Document section →
One of the aspirations for future of JSS is mushrooming of different entities from JSS for different purposes wherein the hub will continue to handhold, mentor and act as a resource institution. Currently JSS does not have a systematic capacity building or team-building strategy. Therefore if it has to function as a homing resource institution, plan for building second generation leaders has to be prioritised. Middle level operations team which includes Sister Kutty, Rajesh Sharma, Praful and younger colleagues like Sushil Patil, Ravindra Kurbude, Shruti and the others are emerging well and taking lead on critical fronts, though there has to be a systematic approach in building them to complement each other and also provide space to express themselves. This team’s rise to managerial and operations role has become evident through the responsibilities theyshoulder.
Yogesh said he never allowed the student in him to die. He still feels anxious about every OPD, every lecture and not once feels he has arrived in life. He mused that the process of learning has been slow and steady. The journey from an explorer to a thought leader has been chequered in a positive way. The younger team members draw inspiration from him. He owes this journey to his family, friends, social mores and ideas of benevolence translating into professionalism. Interestingly Yogesh adopted a Chhattisgarhi name for himself - Jethuram, meaning the one who was born in the month of Jeth or June. He reasoned by saying, the individual matters least and therefore the individual being or name cease to exist, as per Chhattisgarhi culture. The community or family identity takes over the individual identity. This defines Yogesh, as his existence is barely his own; rather he lives to serve a much bigger cause. This is observed by most of his colleagues, right from community health workers to his family.
Sarla Jain, Yogesh’s mother, attributes his growth and sustenance to Rachana and firmly believes that without her support and cooperation Yogesh would not have been able to steadfastly grow or succeed.

What this exercise asks →
1 > Translate this sentence from the passage about JSS and Yogesh into Spanish: "He mused that the process of learning has been slow and steady."
2 > Write the next part of the passage about JSS and Yogesh, picking up after its final sentence.

Dataset entries →

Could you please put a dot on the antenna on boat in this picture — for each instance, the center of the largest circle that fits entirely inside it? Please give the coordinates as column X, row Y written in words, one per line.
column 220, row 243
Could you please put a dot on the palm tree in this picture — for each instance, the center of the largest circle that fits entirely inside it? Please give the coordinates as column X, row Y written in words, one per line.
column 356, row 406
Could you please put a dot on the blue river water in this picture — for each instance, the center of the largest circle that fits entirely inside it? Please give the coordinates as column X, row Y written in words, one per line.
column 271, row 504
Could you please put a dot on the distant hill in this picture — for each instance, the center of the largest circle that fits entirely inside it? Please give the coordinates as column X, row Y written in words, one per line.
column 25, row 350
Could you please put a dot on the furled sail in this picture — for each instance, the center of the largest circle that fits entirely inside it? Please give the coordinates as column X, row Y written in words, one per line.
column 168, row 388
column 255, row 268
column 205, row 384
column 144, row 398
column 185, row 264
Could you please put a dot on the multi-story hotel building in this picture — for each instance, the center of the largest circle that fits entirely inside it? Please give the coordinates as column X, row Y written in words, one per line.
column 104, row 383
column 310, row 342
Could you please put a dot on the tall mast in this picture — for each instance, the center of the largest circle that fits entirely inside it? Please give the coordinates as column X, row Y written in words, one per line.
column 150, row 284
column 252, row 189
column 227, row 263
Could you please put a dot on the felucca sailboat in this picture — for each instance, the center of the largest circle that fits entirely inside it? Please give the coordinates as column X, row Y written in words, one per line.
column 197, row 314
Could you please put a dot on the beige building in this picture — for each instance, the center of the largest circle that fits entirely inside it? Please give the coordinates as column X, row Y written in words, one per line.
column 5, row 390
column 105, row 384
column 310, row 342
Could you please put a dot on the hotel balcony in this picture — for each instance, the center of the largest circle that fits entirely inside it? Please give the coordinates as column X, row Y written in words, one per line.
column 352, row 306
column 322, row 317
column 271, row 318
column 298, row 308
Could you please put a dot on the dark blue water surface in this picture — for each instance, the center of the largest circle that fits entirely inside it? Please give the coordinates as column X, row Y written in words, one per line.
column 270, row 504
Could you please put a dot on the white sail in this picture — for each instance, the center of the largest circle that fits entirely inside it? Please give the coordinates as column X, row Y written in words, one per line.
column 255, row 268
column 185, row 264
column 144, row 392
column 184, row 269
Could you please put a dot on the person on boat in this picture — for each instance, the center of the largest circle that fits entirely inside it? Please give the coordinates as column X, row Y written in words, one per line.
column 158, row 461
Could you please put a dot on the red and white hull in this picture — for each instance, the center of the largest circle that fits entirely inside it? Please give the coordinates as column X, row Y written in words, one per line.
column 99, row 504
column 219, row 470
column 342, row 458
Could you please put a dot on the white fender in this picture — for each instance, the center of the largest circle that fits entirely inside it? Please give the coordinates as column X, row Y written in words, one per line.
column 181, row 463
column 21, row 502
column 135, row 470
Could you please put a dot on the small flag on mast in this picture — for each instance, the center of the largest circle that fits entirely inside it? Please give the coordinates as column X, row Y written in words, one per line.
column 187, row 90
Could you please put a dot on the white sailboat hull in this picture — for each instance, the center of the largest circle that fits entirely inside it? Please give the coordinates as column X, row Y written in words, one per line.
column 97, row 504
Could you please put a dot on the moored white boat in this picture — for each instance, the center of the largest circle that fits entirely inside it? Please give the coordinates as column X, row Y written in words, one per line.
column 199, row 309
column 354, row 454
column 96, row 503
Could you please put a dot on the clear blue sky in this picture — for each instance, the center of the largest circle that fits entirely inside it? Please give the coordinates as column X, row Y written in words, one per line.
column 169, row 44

Answers below →
1 > Reflexionó que el proceso de aprendizaje ha sido lento y constante.

2 >
Though Yogesh was one of the founders, Rachana played a key role in nurturing the organisation that it is today. Yogesh acknowledges this emphatically.
Yogesh and Rachana are blessed with two daughters, the elder one in class 12 and the younger one in class 10. When the girls were small, Yogesh and Rachana were very busy building JSS. They struggled to balance work and home and argued about work-life balance. Having Rachana’s mother close by was a respite. When Rachana realised that the girls lacked an anchor, she started spending more time with them. She recalled their own younger years when they consciously drew low salaries. However they never felt the pinch and have been content though she was concerned about her daughters’ education. She said that as a family they have overcome difficult days and the girls are now grown up. She does mention that the girls do not agree with their lifestyle.
Rachana indicated being concerned about Yogesh’s health, though she said he had been better in the past year. She said that not only she, but JSS as an organisation was concerned about him. This has led to Yogesh taking some steps in ensuring self-care and fitness. She also understands his passion, his commitment to the larger cause of addressing inequity in healthcare in rural India. She said, “He is full of ideas and he works towards building those ideas.”